**Exercise material:**
○ ○ ○ ○ ○
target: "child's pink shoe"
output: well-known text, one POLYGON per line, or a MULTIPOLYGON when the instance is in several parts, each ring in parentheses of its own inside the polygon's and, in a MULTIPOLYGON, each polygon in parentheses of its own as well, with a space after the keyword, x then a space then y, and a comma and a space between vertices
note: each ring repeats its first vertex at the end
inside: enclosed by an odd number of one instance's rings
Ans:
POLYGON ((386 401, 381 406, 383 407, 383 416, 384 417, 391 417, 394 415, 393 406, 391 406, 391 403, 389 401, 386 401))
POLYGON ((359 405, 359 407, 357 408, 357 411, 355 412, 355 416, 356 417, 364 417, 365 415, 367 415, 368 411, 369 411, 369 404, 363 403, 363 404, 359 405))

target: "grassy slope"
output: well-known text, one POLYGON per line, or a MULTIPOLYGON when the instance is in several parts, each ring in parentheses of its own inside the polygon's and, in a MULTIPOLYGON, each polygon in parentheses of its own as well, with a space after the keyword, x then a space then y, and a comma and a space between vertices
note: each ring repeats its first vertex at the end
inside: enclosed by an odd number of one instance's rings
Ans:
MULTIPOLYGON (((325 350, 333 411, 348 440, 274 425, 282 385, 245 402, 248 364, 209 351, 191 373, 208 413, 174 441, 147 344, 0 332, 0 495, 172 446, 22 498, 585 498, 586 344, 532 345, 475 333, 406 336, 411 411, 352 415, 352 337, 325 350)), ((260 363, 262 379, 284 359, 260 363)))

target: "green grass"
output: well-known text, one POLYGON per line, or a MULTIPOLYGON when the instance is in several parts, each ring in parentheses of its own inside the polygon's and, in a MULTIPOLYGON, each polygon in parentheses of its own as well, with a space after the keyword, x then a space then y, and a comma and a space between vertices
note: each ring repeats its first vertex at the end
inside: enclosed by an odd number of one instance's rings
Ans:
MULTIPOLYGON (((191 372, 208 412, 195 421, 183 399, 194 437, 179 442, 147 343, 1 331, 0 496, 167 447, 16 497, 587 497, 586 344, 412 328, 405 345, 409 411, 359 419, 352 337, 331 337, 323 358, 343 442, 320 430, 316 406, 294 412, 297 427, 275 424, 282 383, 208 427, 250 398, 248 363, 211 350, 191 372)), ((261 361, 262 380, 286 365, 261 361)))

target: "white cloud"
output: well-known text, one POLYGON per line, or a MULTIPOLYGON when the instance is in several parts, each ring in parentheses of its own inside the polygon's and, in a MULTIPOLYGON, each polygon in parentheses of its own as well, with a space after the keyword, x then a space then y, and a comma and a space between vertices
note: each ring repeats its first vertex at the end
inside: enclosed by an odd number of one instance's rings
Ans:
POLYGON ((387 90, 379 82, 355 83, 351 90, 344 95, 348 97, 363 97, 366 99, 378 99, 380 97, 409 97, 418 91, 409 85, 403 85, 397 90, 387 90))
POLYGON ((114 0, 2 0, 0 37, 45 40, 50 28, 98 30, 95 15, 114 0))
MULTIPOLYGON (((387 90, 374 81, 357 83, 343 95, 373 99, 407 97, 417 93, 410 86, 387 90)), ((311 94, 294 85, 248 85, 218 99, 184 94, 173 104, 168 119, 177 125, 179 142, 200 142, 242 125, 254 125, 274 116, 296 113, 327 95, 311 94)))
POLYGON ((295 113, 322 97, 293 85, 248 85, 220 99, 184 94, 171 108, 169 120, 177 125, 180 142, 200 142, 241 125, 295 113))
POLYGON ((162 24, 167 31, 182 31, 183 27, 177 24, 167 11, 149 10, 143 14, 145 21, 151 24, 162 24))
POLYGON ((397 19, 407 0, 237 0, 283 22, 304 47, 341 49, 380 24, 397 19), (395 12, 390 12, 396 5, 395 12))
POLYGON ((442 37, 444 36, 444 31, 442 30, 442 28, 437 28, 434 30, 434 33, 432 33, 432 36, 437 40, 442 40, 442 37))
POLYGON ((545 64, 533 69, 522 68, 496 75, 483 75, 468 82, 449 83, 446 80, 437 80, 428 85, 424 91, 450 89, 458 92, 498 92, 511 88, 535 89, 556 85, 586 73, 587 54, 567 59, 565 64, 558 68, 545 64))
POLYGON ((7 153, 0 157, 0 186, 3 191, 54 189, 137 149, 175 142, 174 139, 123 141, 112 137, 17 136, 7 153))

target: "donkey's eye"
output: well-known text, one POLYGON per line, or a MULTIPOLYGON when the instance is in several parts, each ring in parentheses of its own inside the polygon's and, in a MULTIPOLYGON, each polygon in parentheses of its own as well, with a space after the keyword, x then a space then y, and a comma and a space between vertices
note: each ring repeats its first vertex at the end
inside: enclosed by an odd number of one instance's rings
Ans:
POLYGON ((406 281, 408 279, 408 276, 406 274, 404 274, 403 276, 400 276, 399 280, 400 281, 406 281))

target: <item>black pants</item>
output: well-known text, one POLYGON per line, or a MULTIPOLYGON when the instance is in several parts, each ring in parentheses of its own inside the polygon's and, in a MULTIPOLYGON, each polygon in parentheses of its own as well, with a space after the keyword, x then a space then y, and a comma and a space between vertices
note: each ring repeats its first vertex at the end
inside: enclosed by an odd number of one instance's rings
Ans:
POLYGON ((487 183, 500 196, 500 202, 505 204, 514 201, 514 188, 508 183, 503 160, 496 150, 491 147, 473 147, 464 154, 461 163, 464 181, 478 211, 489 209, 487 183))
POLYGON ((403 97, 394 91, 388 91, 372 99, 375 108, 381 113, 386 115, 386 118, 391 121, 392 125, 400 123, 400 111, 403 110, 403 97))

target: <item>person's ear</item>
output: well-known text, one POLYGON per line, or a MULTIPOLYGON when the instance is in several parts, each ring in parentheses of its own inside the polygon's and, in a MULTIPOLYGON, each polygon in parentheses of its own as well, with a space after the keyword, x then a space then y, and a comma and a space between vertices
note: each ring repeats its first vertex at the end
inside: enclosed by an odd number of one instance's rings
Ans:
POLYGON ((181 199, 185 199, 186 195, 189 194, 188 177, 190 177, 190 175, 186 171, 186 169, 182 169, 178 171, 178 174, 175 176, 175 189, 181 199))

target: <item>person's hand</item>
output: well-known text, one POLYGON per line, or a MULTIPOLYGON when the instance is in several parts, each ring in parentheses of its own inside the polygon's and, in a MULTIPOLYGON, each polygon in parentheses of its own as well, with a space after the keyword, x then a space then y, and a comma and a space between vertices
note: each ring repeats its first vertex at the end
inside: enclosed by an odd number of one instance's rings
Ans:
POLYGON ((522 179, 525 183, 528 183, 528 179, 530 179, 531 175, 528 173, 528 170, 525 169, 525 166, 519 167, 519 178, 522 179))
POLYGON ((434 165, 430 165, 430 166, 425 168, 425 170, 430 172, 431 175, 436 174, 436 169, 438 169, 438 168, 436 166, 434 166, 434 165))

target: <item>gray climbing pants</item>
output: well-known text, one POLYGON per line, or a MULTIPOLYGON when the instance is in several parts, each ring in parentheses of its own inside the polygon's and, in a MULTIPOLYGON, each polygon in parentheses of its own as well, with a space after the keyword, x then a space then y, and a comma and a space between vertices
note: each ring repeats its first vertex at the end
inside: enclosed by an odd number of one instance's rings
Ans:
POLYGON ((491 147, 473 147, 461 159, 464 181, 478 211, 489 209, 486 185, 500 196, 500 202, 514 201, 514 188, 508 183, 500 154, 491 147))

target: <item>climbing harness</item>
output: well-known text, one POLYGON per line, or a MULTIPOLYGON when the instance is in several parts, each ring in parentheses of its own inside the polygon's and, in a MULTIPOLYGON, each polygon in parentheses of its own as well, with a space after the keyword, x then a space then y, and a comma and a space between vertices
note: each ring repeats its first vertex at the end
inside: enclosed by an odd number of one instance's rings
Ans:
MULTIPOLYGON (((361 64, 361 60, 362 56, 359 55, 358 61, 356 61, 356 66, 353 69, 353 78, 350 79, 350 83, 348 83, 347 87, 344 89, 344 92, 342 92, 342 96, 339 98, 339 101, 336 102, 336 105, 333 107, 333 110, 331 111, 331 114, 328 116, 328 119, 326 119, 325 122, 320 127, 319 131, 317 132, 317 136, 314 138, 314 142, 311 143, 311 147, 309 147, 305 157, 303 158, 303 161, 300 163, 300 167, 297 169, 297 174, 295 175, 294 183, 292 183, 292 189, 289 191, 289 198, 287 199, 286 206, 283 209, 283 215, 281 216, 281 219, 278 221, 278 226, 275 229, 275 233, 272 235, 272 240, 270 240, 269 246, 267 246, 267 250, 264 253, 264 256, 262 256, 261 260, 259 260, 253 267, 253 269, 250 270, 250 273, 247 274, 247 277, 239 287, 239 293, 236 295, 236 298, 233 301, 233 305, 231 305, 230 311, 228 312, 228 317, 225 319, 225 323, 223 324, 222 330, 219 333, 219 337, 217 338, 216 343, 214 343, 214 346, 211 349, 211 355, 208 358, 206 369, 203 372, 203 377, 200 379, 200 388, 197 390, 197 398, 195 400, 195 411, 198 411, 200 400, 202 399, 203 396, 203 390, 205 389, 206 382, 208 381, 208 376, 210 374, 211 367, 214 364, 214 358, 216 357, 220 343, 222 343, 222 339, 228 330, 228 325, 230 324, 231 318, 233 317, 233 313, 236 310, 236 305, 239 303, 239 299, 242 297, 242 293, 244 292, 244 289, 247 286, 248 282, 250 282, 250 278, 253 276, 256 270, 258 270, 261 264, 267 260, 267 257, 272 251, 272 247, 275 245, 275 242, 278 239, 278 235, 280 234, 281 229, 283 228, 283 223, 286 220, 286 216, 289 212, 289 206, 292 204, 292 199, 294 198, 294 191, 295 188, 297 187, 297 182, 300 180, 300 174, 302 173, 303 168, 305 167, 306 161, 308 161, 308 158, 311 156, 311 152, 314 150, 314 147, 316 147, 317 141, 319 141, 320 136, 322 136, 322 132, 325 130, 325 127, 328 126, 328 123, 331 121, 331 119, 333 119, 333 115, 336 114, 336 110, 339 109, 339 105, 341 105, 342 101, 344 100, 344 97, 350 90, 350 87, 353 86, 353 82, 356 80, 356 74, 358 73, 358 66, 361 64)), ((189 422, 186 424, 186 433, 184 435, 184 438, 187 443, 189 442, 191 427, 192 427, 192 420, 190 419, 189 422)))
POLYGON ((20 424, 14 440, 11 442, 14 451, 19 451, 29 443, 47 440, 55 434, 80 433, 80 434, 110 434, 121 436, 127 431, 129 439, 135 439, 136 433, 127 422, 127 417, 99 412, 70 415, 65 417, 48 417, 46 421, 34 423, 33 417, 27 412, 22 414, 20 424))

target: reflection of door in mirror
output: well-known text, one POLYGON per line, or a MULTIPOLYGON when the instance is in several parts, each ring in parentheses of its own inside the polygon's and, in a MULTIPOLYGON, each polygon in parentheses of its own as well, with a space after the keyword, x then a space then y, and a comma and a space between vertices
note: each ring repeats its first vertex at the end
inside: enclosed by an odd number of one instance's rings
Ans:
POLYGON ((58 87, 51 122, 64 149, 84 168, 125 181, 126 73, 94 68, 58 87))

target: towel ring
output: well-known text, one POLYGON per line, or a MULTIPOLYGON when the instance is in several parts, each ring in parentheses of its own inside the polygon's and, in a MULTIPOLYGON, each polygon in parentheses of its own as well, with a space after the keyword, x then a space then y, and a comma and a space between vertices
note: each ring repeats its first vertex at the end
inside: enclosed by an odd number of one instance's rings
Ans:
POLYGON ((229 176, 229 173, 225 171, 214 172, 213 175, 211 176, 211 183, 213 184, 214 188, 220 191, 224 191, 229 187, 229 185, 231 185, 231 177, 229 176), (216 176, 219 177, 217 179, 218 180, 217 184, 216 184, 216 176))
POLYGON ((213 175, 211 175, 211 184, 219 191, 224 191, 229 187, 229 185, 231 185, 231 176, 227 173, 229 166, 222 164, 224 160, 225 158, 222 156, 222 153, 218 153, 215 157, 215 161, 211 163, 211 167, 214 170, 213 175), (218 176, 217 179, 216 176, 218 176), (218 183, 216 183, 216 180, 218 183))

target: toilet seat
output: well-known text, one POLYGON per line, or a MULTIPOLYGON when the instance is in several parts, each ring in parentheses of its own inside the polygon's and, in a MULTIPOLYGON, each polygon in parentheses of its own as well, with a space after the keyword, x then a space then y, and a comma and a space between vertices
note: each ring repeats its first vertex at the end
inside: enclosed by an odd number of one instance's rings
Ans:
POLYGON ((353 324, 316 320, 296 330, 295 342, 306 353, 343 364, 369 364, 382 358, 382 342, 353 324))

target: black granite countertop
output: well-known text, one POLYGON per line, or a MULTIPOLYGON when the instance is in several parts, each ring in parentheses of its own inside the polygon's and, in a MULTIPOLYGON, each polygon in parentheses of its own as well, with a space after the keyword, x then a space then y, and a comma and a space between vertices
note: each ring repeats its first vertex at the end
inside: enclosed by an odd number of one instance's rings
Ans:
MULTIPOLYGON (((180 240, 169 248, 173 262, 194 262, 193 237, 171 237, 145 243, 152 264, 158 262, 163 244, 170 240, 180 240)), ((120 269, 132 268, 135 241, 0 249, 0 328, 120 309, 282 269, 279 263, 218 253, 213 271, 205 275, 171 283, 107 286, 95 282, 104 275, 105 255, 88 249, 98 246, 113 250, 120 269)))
○ ○ ○ ○ ○
**What the exercise asks:** Find every line of the data that includes the string "pants". Copy each of those lines.

**Task solution:**
target: <item>black pants</item>
target: <item>gray climbing pants</item>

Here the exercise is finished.